Exercise requirements :: State how many lines in the data below contain the string "water", with case counting. Reply with the number alone.

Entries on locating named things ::

_ _ _ _ _

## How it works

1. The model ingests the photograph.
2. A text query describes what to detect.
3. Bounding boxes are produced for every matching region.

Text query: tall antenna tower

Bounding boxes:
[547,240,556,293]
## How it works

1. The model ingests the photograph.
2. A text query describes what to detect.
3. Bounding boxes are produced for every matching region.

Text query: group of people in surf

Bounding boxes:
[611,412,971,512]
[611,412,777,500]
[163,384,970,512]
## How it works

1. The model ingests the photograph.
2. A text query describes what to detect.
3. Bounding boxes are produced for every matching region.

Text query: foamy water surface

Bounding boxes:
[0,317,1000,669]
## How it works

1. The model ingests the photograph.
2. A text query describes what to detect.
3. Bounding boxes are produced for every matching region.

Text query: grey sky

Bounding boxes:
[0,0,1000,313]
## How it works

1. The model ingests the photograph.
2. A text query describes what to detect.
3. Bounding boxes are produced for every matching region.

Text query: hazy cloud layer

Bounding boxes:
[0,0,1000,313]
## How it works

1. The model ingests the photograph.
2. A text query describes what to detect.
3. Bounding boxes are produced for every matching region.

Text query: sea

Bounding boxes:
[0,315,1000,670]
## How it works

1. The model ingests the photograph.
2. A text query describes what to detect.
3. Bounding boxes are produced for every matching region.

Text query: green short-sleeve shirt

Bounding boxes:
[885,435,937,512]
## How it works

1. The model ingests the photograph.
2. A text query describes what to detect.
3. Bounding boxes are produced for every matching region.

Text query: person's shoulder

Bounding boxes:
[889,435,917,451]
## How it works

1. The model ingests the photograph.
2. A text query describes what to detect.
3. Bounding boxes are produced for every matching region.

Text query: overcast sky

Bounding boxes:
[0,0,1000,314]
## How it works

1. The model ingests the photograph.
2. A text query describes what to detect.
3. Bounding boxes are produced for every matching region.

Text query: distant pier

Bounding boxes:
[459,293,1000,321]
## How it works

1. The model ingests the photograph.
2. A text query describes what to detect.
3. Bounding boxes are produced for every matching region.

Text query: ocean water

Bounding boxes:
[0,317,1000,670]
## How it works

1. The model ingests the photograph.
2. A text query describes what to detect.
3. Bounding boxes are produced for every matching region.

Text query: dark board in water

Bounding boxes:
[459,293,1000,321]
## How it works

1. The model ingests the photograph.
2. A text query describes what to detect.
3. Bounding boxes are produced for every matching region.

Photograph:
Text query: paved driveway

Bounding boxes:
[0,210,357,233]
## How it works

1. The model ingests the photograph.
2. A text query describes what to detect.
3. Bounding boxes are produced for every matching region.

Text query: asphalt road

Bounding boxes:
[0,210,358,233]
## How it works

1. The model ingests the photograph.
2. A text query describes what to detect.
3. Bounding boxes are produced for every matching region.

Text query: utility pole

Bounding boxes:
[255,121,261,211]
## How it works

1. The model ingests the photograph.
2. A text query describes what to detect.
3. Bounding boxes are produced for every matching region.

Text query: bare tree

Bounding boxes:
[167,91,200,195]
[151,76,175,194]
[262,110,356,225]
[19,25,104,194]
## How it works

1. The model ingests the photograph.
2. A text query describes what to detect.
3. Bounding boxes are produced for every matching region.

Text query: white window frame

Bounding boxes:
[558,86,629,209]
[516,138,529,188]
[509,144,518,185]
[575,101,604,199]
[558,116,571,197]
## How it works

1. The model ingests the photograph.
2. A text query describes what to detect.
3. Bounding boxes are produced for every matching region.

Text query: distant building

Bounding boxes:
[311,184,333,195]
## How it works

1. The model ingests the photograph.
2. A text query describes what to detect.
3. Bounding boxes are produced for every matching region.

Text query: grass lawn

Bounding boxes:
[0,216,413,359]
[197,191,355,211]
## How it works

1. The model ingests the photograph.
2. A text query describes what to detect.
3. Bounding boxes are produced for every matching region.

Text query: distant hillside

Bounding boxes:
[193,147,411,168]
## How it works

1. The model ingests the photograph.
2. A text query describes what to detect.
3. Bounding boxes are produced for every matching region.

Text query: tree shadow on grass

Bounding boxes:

_ _ _ _ _

Solution :: 3